▶ [TASK TO CARRY OUT]:
Extract the lines of the material verbatim, starting at its first line and ending at the line that contains "xmin=439 ymin=96 xmax=533 ymax=315". Include both of these lines.
-- BEGIN RECORDS TO PROCESS --
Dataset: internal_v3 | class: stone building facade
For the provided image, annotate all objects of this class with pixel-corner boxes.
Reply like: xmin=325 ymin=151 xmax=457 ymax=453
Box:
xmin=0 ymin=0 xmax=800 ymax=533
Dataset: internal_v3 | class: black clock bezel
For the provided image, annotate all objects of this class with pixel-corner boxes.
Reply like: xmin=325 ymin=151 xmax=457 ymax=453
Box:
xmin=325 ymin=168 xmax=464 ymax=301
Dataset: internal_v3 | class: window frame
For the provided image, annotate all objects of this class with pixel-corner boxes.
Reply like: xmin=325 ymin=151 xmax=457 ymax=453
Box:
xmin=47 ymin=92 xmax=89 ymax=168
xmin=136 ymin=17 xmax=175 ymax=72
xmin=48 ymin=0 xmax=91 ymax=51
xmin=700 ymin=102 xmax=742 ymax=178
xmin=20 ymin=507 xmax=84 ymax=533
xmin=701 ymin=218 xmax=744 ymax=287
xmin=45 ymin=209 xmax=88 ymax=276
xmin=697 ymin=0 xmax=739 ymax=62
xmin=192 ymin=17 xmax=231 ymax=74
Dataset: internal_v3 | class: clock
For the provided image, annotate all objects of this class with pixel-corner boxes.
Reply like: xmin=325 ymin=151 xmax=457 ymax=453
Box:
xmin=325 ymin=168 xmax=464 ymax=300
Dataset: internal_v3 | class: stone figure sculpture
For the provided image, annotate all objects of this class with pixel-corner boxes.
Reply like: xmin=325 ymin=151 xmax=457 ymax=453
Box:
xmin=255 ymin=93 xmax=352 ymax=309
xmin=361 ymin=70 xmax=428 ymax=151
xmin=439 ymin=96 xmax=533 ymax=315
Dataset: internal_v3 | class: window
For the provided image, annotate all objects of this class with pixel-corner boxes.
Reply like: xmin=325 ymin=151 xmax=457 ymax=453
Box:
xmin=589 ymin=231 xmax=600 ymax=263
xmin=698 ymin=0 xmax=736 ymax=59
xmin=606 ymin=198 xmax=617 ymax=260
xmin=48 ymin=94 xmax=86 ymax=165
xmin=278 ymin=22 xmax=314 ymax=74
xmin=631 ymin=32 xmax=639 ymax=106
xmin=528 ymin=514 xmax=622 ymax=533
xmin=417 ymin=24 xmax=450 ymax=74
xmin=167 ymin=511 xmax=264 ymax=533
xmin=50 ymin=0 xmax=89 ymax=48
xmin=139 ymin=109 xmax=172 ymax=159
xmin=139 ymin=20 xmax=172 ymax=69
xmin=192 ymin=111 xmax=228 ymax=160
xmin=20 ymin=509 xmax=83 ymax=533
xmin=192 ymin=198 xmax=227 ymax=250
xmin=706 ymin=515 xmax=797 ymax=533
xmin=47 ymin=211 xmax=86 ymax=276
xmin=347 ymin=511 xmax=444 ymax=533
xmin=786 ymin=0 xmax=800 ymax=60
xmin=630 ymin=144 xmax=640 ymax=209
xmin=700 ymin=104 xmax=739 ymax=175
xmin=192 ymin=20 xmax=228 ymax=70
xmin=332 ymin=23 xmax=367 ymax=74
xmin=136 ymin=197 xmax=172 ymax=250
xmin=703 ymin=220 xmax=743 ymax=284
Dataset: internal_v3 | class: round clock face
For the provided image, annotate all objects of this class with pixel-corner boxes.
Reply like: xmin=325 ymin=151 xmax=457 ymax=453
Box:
-- END RECORDS TO PROCESS --
▶ [RESULT OF THE TASK]:
Dataset: internal_v3 | class: stone building facade
For the provided image, annotate all objects of this class with pixel-corner boxes.
Reply like: xmin=325 ymin=151 xmax=457 ymax=453
Box:
xmin=0 ymin=0 xmax=800 ymax=533
Dataset: internal_v3 | class: black clock bezel
For the provided image, annotate all objects of this class with pixel-corner boxes.
Reply like: xmin=325 ymin=151 xmax=457 ymax=453
Box:
xmin=325 ymin=168 xmax=464 ymax=301
Dataset: internal_v3 | class: window frame
For the provided image, annotate all objects of this class with pixel-corner boxes.
Reply like: xmin=325 ymin=151 xmax=457 ymax=453
Box:
xmin=47 ymin=92 xmax=89 ymax=168
xmin=136 ymin=17 xmax=175 ymax=72
xmin=48 ymin=0 xmax=91 ymax=51
xmin=700 ymin=102 xmax=742 ymax=178
xmin=20 ymin=507 xmax=84 ymax=533
xmin=701 ymin=218 xmax=744 ymax=287
xmin=45 ymin=209 xmax=88 ymax=276
xmin=697 ymin=0 xmax=739 ymax=62
xmin=192 ymin=17 xmax=231 ymax=74
Dataset: internal_v3 | class: clock
For the provided image, annotate all objects of this class with pixel-corner boxes.
Reply like: xmin=325 ymin=151 xmax=457 ymax=453
Box:
xmin=325 ymin=168 xmax=464 ymax=300
Dataset: internal_v3 | class: stone figure sculpture
For the provided image, annotate all objects of this class with pixel-corner boxes.
Reply like: xmin=325 ymin=151 xmax=457 ymax=453
Box:
xmin=255 ymin=93 xmax=352 ymax=309
xmin=361 ymin=70 xmax=428 ymax=151
xmin=439 ymin=96 xmax=533 ymax=315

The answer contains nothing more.